REQUIRED TASK: Please check the passage on pintxos bars below: who is the chef at Casa Urola?

PASSAGE GIVEN start

C/ General Artetxe 8, +34 943 27 50 26, pinchosbergara.es. Open daily 9am-11pm, but closed 4pm-6pm in winter
Recommended by Pedro Subijana of Michelin 3-star Akelarre

La Cuchara de San Telmo

Hefty portions, low prices, glowing reputation: La Cuchara is not exactly glamorous, but it’s a landmark. The whiff of slow-cooked suckling pig and roar of raucous gluttony will lure you to this narrow, warm, dark haunt beside the Santa María church and Museo San Telmo. People jostle to order bread and pig’s ear, or octopus, or carrillera de ternera al vino tinto (all around €3-€5), then head outside to grab one of four tables in the alley. Call into nearby La Viña afterwards for the famous baked cheesecake, served in massive slabs.
C/ 31 de Agosto, 28, +34 943 44 16 55, lacucharadesantelmo.com. Open Weds-Sun 12.30pm-3.30pm, 7.30pm-11pm, Tues 7.30pm-11pm, closed Monday
Recommended by Eneko Atxa of Azurmendi

La Bodega Donostiarra

It might look more like a yummy-mummy brunch cafe with its rough white-painted walls, blue wooden facade, sunflowers, and street terrace, this bodega is an old landmark (1928) with well-established gastro credentials, famous for moist, even runny, individually-sized tortillas (€2.10) and ensalada de morros, pig snout sliced thin like carpaccio. According to Tatus, the bocadillo de bonito, anchovy and guindilla is a must. Showy pintxos are the star act (from around €1.50), but for around €5 you can get a plateful of callos y morros (tripe and snout) or black pudding and rice with peppers, and – unusually – the possibility of a seat.
• C/ Peña y Goñi, 13, +34 943 01 13 80, bodegadonostiarra.com. Open Mon-Thurs 9.30am-11pm, Sat-Sun 9.30am-midnight; closed Sundays
Recommended by Tatus Fombellida, chef-owner at (now closed) Panier Fleuri

Casa Urola

As head of a centre for gastronomic excellence in a city with Europe’s highest concentration of Michelin stars per capita, deciding where to take dinner guests is not a decision to take lightly. The Basque Culinary Center’s Joxe Mari Aizega often comes to this restaurant and pintxos bar, indistinguishable in its old-fashioned looks from others in Parte Vieja, but serving exceptional food. Its chef, Pablo Loureiro, is blessed with the confidence to simply unleash the deliciousness of fish like wild turbot and serve the whole thing buttery soft on a plate to be picked apart, shared and marvelled over. Main course classics such as grilled octopus over kale, or anchovies and ventresca de bonito with guindillas (€16.50) are top-value, and the eggy, crunchy caramelised torrija a la antigua (€7) alone is worth the wait for a table.

PASSAGE GIVEN end
RECORDS SUPPLIED start

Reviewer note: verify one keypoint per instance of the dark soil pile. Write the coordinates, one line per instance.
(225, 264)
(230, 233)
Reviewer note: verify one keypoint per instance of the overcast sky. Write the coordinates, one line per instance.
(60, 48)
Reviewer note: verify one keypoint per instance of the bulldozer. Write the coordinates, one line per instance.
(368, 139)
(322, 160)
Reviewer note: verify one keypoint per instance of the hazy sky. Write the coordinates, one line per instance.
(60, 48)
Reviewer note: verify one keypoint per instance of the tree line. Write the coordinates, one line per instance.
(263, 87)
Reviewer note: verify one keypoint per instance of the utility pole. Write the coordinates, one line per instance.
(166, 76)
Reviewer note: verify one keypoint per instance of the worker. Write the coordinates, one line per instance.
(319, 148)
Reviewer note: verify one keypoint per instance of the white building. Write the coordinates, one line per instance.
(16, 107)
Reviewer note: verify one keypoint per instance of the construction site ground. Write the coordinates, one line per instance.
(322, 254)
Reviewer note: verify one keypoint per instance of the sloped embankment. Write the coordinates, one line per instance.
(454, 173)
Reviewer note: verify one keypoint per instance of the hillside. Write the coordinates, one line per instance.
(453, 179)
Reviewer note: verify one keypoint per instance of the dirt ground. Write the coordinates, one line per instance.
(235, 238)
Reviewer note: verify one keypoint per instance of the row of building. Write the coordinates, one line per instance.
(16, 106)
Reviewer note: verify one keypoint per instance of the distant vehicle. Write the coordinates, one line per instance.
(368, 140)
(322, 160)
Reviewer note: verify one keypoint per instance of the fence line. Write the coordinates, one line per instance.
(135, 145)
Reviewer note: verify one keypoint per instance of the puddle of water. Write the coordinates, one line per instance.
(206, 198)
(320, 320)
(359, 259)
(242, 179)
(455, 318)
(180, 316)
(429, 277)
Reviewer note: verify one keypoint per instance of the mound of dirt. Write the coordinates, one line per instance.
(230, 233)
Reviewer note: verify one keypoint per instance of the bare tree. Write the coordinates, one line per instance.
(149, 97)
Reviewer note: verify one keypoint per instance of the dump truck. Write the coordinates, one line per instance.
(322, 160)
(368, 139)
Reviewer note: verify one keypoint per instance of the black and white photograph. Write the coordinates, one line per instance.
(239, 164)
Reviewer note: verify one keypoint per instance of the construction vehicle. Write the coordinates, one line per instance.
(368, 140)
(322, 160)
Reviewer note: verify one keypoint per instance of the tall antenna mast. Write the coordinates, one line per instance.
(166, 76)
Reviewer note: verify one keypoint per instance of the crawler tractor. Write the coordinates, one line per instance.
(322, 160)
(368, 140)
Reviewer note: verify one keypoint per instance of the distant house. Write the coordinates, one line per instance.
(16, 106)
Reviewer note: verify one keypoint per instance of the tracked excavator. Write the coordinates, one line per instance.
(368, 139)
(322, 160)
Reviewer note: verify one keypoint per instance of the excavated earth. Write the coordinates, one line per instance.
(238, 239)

RECORDS SUPPLIED end

IN RESPONSE: Pablo Loureiro.